──────── SUPPLIED MATERIAL

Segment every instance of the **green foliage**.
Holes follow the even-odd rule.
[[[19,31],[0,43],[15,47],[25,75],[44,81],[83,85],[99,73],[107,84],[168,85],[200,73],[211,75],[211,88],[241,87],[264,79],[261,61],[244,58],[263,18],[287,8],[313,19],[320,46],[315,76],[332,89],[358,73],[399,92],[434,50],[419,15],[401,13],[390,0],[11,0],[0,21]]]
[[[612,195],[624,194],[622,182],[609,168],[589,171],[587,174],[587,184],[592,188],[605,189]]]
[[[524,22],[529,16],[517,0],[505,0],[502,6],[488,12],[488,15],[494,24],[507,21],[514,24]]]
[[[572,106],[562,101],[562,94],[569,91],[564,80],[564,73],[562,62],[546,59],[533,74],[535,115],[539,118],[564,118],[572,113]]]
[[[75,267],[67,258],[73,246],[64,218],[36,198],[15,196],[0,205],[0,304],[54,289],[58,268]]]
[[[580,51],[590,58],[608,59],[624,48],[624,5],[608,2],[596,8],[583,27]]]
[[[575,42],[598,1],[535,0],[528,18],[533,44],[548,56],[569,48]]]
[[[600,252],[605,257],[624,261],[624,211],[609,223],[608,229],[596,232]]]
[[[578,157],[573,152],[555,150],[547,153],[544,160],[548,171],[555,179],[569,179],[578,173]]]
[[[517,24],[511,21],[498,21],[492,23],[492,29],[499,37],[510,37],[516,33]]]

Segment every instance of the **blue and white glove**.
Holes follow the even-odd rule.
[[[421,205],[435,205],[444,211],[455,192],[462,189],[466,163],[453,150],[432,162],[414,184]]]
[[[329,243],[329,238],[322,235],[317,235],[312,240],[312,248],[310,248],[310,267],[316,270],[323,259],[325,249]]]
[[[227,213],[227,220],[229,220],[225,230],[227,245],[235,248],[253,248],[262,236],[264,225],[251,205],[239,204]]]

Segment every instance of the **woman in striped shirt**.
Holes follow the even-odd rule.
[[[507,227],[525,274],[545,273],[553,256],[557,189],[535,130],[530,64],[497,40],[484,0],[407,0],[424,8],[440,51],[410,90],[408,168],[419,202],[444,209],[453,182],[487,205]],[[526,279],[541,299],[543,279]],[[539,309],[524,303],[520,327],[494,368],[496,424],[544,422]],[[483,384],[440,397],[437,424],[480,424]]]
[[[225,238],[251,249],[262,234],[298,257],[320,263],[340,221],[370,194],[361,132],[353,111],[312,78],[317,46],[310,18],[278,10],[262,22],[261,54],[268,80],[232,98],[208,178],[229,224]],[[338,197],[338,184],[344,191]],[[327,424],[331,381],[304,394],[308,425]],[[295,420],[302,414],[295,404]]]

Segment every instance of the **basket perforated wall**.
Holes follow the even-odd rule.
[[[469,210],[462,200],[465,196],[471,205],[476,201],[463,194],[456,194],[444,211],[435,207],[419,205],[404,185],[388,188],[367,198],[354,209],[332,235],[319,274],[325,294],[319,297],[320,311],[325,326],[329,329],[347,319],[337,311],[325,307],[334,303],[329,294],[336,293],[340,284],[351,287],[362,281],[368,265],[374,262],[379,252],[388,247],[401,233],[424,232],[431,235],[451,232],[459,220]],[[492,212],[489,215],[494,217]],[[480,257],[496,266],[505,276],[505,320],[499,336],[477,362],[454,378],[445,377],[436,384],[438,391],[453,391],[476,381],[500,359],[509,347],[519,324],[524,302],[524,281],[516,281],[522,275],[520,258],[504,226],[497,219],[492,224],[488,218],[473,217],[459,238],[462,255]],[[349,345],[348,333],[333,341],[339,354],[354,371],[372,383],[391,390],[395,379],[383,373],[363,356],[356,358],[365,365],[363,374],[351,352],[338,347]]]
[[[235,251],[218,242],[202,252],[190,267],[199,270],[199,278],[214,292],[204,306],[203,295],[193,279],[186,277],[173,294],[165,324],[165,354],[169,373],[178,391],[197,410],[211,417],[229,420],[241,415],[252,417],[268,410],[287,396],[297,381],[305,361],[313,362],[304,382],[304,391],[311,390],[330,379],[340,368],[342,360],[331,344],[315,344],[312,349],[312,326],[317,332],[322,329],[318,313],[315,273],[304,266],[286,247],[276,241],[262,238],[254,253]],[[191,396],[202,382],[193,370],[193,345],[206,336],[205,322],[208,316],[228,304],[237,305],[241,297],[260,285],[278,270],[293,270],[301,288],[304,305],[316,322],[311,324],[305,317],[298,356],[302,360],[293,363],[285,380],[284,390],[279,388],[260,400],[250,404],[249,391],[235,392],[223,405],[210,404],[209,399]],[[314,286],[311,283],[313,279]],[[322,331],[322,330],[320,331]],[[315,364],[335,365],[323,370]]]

────────────────

**GOAL**
Rewrite every line of the items above as a JSON list of strings, one string per line, and leave out the blank lines.

**FULL SOLUTION**
[
  "Segment every instance of the **green foliage**.",
  "Holes follow the even-odd rule.",
  "[[[19,31],[0,43],[15,47],[25,75],[44,81],[83,85],[99,73],[107,84],[168,85],[200,73],[211,75],[211,88],[241,87],[264,79],[261,61],[244,58],[263,18],[287,8],[313,19],[320,46],[315,76],[332,89],[358,73],[399,92],[434,50],[419,15],[401,13],[390,0],[11,0],[0,21]]]",
  "[[[612,195],[624,194],[622,182],[609,168],[589,171],[587,174],[587,184],[592,188],[605,189]]]",
  "[[[524,22],[529,16],[517,0],[505,0],[502,6],[488,12],[488,15],[494,24],[507,21],[514,24]]]",
  "[[[572,106],[562,101],[562,94],[569,91],[564,80],[564,73],[562,62],[546,59],[533,74],[535,115],[539,118],[564,118],[572,113]]]",
  "[[[75,267],[67,258],[73,246],[64,218],[36,198],[15,196],[0,205],[0,304],[54,289],[58,268]]]",
  "[[[580,51],[590,58],[608,59],[624,48],[624,5],[608,2],[596,8],[583,27]]]",
  "[[[575,42],[598,1],[535,0],[528,18],[533,44],[548,56],[569,48]]]",
  "[[[600,252],[605,257],[624,261],[624,211],[609,223],[608,229],[596,232]]]",
  "[[[578,157],[573,152],[555,150],[547,153],[544,160],[548,171],[555,179],[569,179],[578,173]]]",
  "[[[517,24],[511,21],[498,21],[492,23],[492,29],[499,37],[510,37],[516,33]]]",
  "Segment every instance of the **blue and white glove**.",
  "Holes follow the even-odd rule.",
  "[[[421,205],[435,205],[444,211],[455,192],[462,189],[466,163],[453,150],[432,162],[414,184]]]",
  "[[[329,243],[329,238],[322,235],[317,235],[312,240],[312,248],[310,248],[310,267],[316,270],[323,259],[325,249]]]",
  "[[[227,213],[227,220],[229,220],[225,230],[227,245],[235,248],[253,248],[262,236],[264,225],[251,205],[239,204]]]",
  "Segment every instance of the **woman in striped shirt**.",
  "Holes follow the even-odd rule.",
  "[[[507,227],[525,274],[545,273],[553,256],[557,189],[535,130],[530,64],[497,40],[484,0],[407,0],[424,8],[440,51],[410,90],[408,168],[419,202],[444,209],[453,182],[487,205]],[[526,279],[541,299],[543,279]],[[539,309],[524,303],[520,327],[494,368],[496,424],[544,422]],[[483,384],[440,397],[437,424],[480,424]]]",
  "[[[225,238],[251,249],[262,234],[298,257],[320,263],[340,221],[370,194],[361,132],[353,111],[312,78],[317,46],[310,18],[278,10],[262,22],[261,54],[268,80],[232,98],[208,178],[229,224]],[[338,197],[338,184],[344,191]],[[327,424],[331,381],[304,394],[308,425]],[[295,420],[302,414],[295,404]]]",
  "Segment every instance of the **basket perforated wall**.",
  "Holes follow the even-odd rule.",
  "[[[469,210],[462,200],[465,196],[471,205],[476,201],[463,194],[456,194],[444,211],[435,207],[419,205],[404,185],[388,188],[367,198],[354,209],[332,235],[319,274],[325,294],[319,297],[320,311],[325,326],[329,329],[347,319],[337,311],[325,307],[334,303],[329,294],[336,293],[340,284],[351,287],[362,281],[368,265],[374,262],[379,252],[388,247],[401,233],[424,232],[431,235],[451,232],[459,220]],[[492,212],[489,215],[494,217]],[[480,257],[496,266],[505,276],[505,320],[499,336],[477,362],[454,378],[445,377],[436,384],[438,391],[453,391],[476,381],[500,359],[509,347],[519,324],[524,302],[524,281],[516,281],[522,275],[520,258],[504,226],[497,219],[492,224],[488,218],[473,217],[459,238],[462,255]],[[349,345],[348,333],[333,341],[339,354],[354,371],[372,383],[391,390],[395,379],[383,373],[363,356],[356,358],[365,365],[363,374],[351,352],[338,347]]]",
  "[[[235,251],[218,242],[202,252],[190,267],[199,270],[199,278],[214,292],[204,306],[203,295],[193,279],[186,277],[173,294],[165,324],[165,354],[169,373],[178,391],[197,410],[211,417],[229,420],[241,415],[252,417],[268,410],[287,396],[297,381],[305,361],[313,362],[304,382],[304,391],[311,390],[330,379],[340,368],[342,360],[331,344],[315,344],[312,349],[312,326],[317,332],[322,329],[318,313],[315,273],[304,266],[286,247],[276,241],[262,238],[254,253]],[[191,396],[202,382],[193,370],[193,345],[206,336],[205,322],[208,316],[228,304],[237,305],[241,297],[260,285],[278,270],[293,270],[301,288],[304,305],[316,322],[311,324],[305,317],[298,356],[302,360],[293,363],[285,380],[284,390],[279,388],[260,400],[250,404],[249,391],[235,392],[223,405],[210,404],[209,399]],[[314,286],[311,283],[313,279]],[[322,331],[322,330],[320,331]],[[315,364],[335,365],[323,370]]]"
]